▸ Problem details:
Write out, word for word, only the lines from the one containing "helmet in the photo above." through the final line of the data.

▸ Data supplied:
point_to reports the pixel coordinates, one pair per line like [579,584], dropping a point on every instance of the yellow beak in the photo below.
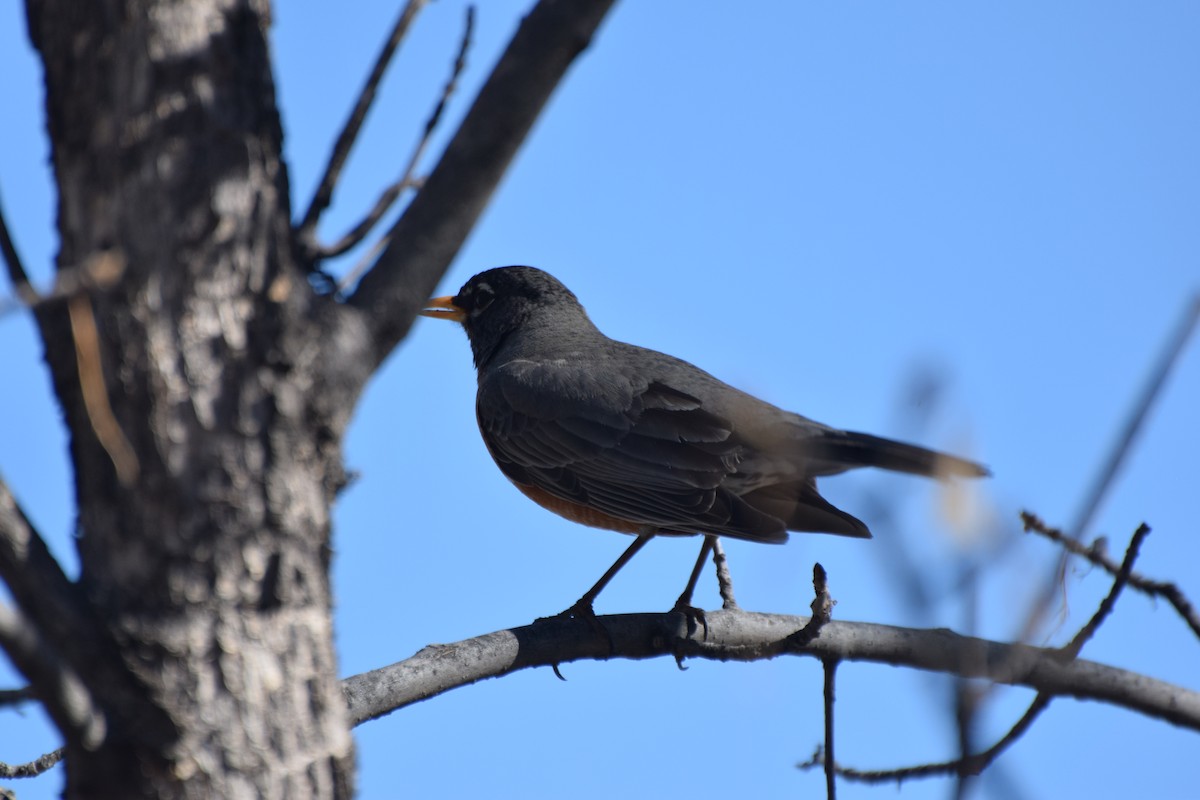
[444,308]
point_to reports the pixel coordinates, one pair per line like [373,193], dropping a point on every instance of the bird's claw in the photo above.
[694,615]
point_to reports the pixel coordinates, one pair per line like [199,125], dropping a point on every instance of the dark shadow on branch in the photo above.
[743,636]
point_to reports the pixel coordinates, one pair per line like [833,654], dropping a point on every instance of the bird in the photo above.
[625,438]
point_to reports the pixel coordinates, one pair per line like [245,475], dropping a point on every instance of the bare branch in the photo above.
[1077,644]
[37,583]
[34,768]
[16,696]
[967,765]
[976,763]
[433,227]
[743,636]
[1121,447]
[408,180]
[17,274]
[65,696]
[831,672]
[349,134]
[1097,554]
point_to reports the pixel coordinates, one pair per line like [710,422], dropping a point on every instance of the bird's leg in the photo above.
[582,607]
[724,581]
[695,615]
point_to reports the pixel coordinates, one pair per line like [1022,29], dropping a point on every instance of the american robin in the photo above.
[619,437]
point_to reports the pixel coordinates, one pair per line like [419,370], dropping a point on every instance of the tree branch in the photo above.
[433,227]
[17,274]
[306,232]
[37,583]
[408,179]
[1121,447]
[34,768]
[66,698]
[743,636]
[1097,554]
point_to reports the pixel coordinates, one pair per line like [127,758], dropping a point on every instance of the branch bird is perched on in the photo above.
[619,437]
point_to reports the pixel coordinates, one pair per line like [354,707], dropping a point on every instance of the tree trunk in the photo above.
[205,463]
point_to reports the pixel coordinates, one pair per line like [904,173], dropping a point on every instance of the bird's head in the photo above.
[496,304]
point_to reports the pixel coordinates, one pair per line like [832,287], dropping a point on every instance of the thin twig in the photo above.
[72,705]
[822,609]
[408,178]
[16,696]
[1097,554]
[1122,577]
[99,271]
[975,764]
[349,134]
[1121,447]
[17,274]
[34,768]
[831,671]
[970,765]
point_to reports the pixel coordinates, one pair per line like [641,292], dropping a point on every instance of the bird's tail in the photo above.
[847,449]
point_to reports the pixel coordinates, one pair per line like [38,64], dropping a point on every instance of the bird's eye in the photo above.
[484,298]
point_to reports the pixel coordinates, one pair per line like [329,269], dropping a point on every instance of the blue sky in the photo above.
[829,205]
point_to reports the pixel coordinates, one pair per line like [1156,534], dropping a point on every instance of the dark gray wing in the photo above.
[641,451]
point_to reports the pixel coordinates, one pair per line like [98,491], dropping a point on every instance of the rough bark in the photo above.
[205,564]
[207,389]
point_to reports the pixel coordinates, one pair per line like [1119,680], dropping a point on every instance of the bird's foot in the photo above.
[694,615]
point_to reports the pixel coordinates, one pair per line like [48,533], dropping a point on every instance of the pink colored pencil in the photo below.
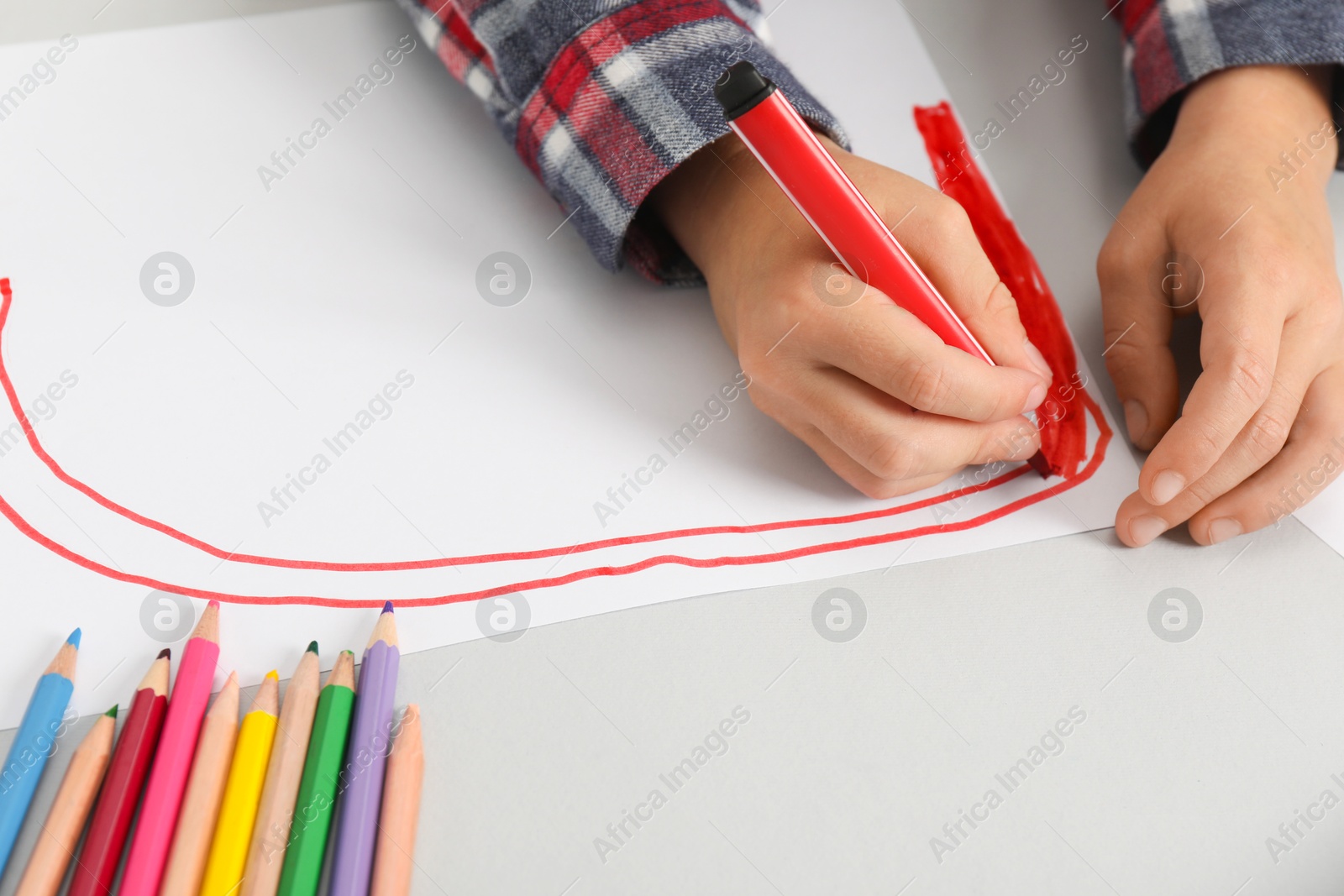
[172,761]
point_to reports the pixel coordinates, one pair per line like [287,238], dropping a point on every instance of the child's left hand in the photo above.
[1258,436]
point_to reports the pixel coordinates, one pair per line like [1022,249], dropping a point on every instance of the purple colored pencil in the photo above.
[360,785]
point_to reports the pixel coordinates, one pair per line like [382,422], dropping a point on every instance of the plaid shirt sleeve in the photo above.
[602,98]
[1169,45]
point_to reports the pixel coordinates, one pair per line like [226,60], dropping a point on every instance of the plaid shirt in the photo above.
[602,98]
[1169,45]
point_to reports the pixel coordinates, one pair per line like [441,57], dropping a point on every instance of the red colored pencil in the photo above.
[101,853]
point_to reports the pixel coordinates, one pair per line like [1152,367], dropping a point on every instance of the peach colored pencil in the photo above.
[205,793]
[65,821]
[393,862]
[276,815]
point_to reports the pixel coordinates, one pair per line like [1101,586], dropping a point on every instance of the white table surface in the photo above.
[1191,755]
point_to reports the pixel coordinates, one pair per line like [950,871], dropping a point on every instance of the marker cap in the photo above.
[741,87]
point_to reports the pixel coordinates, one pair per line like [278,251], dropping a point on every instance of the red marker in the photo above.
[790,152]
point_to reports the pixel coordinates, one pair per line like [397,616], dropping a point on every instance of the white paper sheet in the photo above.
[349,281]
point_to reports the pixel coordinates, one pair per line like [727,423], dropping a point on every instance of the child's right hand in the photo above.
[839,364]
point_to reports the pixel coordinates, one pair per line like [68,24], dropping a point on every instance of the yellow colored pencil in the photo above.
[242,793]
[276,813]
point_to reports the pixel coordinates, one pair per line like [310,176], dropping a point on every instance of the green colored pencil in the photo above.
[313,810]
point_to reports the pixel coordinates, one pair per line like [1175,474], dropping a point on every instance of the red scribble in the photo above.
[533,584]
[401,566]
[1063,441]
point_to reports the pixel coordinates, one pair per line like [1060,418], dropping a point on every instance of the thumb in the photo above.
[1137,327]
[945,246]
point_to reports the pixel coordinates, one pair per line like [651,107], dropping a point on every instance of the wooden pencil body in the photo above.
[400,817]
[69,812]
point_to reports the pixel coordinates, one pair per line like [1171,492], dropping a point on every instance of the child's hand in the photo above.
[839,364]
[1256,437]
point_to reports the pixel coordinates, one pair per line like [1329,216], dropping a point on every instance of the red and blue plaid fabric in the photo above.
[1169,45]
[602,98]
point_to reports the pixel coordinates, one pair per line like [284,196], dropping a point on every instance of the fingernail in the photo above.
[1035,398]
[1146,528]
[1136,419]
[1167,485]
[1222,530]
[1038,359]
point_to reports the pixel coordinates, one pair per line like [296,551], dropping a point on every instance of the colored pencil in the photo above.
[172,762]
[65,820]
[313,809]
[107,839]
[34,741]
[366,761]
[396,824]
[242,793]
[205,793]
[275,815]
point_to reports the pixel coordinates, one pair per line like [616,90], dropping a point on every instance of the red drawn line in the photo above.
[401,566]
[533,584]
[1016,266]
[1065,441]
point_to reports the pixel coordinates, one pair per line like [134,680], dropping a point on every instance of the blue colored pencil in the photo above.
[35,741]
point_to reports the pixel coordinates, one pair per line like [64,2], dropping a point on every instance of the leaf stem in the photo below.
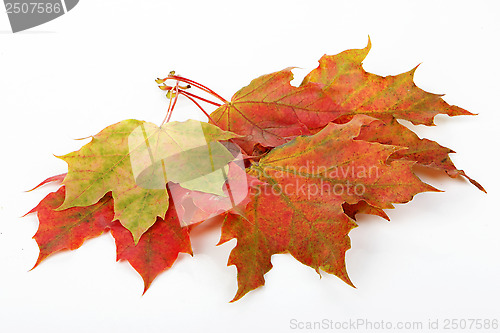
[198,105]
[195,84]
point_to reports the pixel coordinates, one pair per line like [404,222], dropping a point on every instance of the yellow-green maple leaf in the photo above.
[106,164]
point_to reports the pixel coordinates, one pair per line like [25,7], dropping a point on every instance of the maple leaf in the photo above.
[117,156]
[68,229]
[300,210]
[359,92]
[157,249]
[423,151]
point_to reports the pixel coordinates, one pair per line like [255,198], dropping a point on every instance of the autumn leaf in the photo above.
[423,151]
[300,211]
[288,170]
[362,207]
[157,249]
[356,91]
[270,111]
[120,153]
[68,229]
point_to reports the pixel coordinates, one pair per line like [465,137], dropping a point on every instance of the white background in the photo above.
[438,258]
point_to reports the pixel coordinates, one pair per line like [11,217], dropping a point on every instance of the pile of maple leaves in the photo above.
[309,152]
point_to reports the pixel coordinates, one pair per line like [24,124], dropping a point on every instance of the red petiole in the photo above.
[181,90]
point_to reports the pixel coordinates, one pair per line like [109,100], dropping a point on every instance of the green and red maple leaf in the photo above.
[315,155]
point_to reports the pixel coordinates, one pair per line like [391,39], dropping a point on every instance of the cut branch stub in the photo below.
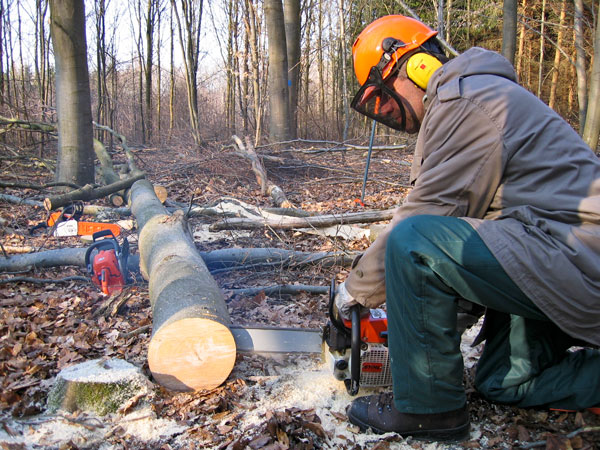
[191,346]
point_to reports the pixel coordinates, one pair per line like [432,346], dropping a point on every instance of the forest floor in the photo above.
[273,403]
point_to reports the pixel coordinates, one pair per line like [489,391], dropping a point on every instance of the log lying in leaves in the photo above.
[290,223]
[191,346]
[216,260]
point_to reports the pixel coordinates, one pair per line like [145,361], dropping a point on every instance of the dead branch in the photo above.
[290,223]
[44,280]
[128,153]
[216,260]
[282,289]
[88,192]
[38,187]
[247,151]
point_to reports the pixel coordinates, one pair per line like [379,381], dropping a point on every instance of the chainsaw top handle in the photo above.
[102,233]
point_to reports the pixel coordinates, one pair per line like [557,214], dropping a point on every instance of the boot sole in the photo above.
[451,435]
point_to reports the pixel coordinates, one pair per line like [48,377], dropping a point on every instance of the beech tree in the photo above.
[279,125]
[75,162]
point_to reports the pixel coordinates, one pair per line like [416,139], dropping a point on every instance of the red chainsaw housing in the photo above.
[107,275]
[373,328]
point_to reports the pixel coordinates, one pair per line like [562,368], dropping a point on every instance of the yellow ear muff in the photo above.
[420,67]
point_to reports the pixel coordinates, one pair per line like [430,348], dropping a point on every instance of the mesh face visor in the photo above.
[379,102]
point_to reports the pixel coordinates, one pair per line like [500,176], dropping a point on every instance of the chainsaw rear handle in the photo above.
[102,233]
[355,352]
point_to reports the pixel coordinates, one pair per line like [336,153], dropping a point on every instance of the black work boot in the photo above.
[378,413]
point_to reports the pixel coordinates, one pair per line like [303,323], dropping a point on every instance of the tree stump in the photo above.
[191,346]
[100,386]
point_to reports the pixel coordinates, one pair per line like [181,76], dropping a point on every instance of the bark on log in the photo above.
[289,223]
[216,260]
[88,192]
[191,346]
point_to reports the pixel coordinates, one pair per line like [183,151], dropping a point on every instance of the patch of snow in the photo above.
[101,371]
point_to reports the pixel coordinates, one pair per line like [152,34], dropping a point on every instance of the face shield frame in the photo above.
[374,94]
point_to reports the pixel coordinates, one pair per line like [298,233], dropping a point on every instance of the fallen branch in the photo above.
[38,187]
[282,289]
[88,192]
[290,223]
[247,151]
[92,210]
[44,280]
[216,260]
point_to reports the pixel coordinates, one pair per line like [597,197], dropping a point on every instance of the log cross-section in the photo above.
[191,346]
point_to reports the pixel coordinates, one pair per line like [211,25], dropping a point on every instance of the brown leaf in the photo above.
[556,442]
[523,434]
[260,441]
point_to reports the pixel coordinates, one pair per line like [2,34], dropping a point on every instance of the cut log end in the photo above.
[192,354]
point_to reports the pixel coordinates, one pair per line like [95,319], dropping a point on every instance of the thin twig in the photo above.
[44,280]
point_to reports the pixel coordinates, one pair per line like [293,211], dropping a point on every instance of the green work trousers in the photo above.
[433,261]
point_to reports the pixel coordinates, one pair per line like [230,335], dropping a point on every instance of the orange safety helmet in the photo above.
[368,49]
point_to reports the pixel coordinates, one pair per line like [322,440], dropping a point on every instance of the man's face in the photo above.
[395,102]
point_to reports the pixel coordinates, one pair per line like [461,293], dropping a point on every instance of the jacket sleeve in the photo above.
[460,171]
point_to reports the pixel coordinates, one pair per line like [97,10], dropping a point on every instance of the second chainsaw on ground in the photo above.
[106,262]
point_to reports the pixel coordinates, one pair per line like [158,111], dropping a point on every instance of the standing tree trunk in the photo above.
[250,24]
[75,152]
[509,30]
[592,121]
[559,42]
[151,13]
[292,35]
[279,125]
[189,38]
[542,53]
[580,65]
[191,346]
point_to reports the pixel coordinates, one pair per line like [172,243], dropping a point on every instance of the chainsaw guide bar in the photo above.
[277,340]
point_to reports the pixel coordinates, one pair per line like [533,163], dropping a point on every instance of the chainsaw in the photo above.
[67,223]
[356,349]
[106,262]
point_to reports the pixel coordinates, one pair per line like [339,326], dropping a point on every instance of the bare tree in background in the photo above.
[75,153]
[509,30]
[592,121]
[580,64]
[279,128]
[291,14]
[189,22]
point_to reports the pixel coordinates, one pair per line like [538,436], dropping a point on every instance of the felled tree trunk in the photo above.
[191,346]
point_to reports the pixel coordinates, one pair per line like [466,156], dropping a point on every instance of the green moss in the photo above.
[101,398]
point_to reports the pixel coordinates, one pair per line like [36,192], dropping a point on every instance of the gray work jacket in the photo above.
[493,154]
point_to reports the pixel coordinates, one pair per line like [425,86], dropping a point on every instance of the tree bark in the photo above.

▸ Response:
point_to reports the pixel coordinates, one pair per line like [230,335], dropping a point on every instance of the orange safety helmet in the photo above.
[368,49]
point_to reports the pixel coordinates, one pair per line like [322,440], dropping a point on every instance of the man's face in the photo above.
[395,102]
point_to reports the pixel coordinates, one pair per line like [461,293], dropping a point on every instance of the jacket sleeve in the photo above.
[460,171]
point_to reports the pixel coordinates, one pair per line like [97,10], dropping a point on every instance of the second chainsaw on ground in the photo above.
[106,262]
point_to reports the pixel coordinates, one pair per line like [158,111], dropping a point on every instance of the standing tree trunk in the photo above.
[250,24]
[75,152]
[509,30]
[592,121]
[559,42]
[151,13]
[292,35]
[279,125]
[189,38]
[542,53]
[580,65]
[191,346]
point_to reports the pixel coordinates, one pair per line like [172,243], dropping a point on every instance of the chainsaw guide bar in the photo above.
[277,340]
point_to reports the pixel coordinates, one pair per line like [533,163], dropping a point on every instance of the chainsaw in the photo above.
[67,223]
[356,349]
[106,262]
point_to reports the pixel coordinates, one pair per line like [339,326], dropping a point on every instance of the bare tree in background in the photo above.
[75,153]
[509,30]
[592,121]
[580,64]
[279,128]
[291,14]
[189,22]
point_to reports the pixel coordinates, one pair per line like [538,436], dropping a point on every instance of the felled tree trunk in the photo above.
[191,346]
point_to reports the pixel coordinates, one pair per line like [466,156], dropping a point on every instance of the green moss in the photo above.
[101,398]
point_to reports the pixel coordinates, one pair per line like [36,192], dropping a point on every instance of the gray work jacket in the photo above.
[493,154]
point_to reports the pixel coordinates, one pair per line like [425,86], dropping a point on every instance of the tree bark in the photo above.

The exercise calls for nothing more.